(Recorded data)
──────────
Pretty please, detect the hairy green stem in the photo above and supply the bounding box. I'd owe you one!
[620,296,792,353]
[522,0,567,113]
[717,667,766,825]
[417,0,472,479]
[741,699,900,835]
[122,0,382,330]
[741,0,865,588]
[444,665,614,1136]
──────────
The problem :: Put these lines into a numbered list, leaving out any blank lines.

Solution to the exercise ::
1. Pretty please, detect the hairy green stem in the photo above and supply the bounding box. I'd owe you one!
2. [620,296,792,353]
3. [522,0,567,113]
4. [717,667,766,825]
5. [417,0,472,479]
6. [741,699,900,835]
7. [122,0,382,330]
8. [741,0,865,588]
9. [444,665,614,1136]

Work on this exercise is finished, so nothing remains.